• _Text passage_:
___

Cassandra Pocket Book

Cassandra Pocket Book — Uplatz

50 deep-dive flashcards • Wide layout • Fewer scrolls • 20+ Interview Q&A • Readable code examples

Section 1 — Fundamentals

1) What is Cassandra?

Apache Cassandra is a distributed, wide-column database designed for high write throughput, linear horizontal scaling, and fault tolerance with no single point of failure. It uses a masterless peer-to-peer architecture where any node can accept reads/writes, replicating data across nodes and data centers. Cassandra excels at time‑series, event logging, IoT, user activity feeds, and workloads that favor write-heavy, append‑style operations with predictable low latency.

# Quick feel: run cqlsh in a test cluster
cqlsh -e "SHOW VERSION;"
# or with Docker (example)
docker run -d --name cass -p 9042:9042 cassandra:latest

2) Why Cassandra? Core Strengths & Tradeoffs

Strengths: Always‑on availability, tunable consistency per operation, massive write scalability, and data distribution via consistent hashing. Tradeoffs: Query patterns must be modeled up front (no ad‑hoc joins), secondary indexes are limited, and large partitions/tombstones can hurt performance. Design “query‑first,” keep partitions bounded, and use replication_factor with quorum reads/writes for strong guarantees.

# Create a project keyspace quickly (example replication)
CREATE KEYSPACE app WITH replication = {
  'class':'NetworkTopologyStrategy','dc1':3,'dc2':3
} AND durable_writes = true;

3) Data Model: Mental Model

Think in partitions and clustering. The partition key decides which nodes store the data (via token ring), and clustering columns define on‑disk order inside a partition. Primary key = (partition_key[, clustering...]). Model tables by access pattern: one table per query shape, denormalize, and avoid unbounded partitions with time bucketing.

___

• _Data shown_:

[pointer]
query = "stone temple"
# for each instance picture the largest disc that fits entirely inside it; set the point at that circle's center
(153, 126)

___

• _What this exercise asks_:
[a] List every strength of Cassandra that the Cassandra pocket book names.
[b] Do these statements agree with the Cassandra pocket book? Answer yes or no for each, and quote the deciding words.
(i) Cassandra relies on a master node to accept writes.
(ii) Clustering columns set the on-disk order within a partition.
(iii) The example keyspace sets three replicas in each of two data centers.
[c] Resume the Cassandra pocket book right after its final sentence.
The material has no connection to the Cassandra pocket book.

• _Outputs for the tasks_:
[a]
- Always‑on availability
- Tunable consistency per operation
- Massive write scalability
- Data distribution via consistent hashing

[b]
(i) No: "It uses a masterless peer-to-peer architecture where any node can accept reads/writes"
(ii) Yes: "clustering columns define on‑disk order inside a partition"
(iii) Yes: "'dc1':3,'dc2':3"

[c]
CREATE TABLE events (
  user_id uuid,
  day text,                 -- partition bucket (e.g., '2025-08-22')
  ts timeuuid,              -- clustering for ordering
  type text,
  payload text,
  PRIMARY KEY ((user_id, day), ts)
) WITH CLUSTERING ORDER BY (ts DESC);
-- Query pattern: by user & day, latest first

Rule of thumb: bound partitions (e.g., by day/month) and pre‑compute query shapes.

4) Storage Engine & Compaction

Writes go to the commit log and an in‑memory memtable; when flushed, they become immutable SSTables. Background compaction merges SSTables, purges tombstones past gc_grace_seconds, and reduces read amplification. Pick a compaction strategy by workload: STCS (general), LCS (read‑heavy, small SSTables), TWCS (time‑series with TTL).

ALTER TABLE events WITH compaction = {
  'class':'TimeWindowCompactionStrategy',
  'compaction_window_unit':'DAYS',
  'compaction_window_size':'1'
};

5) Cassandra vs RDBMS

RDBMS favor normalized schemas, joins, and strong consistency; Cassandra favors denormalization, query‑specific tables, and horizontal scale with tunable consistency. You trade ad‑hoc flexibility for predictable, low‑latency operations at scale. Use analytics engines (Spark/Presto) for heavy joins over snapshots, not the OLTP cluster.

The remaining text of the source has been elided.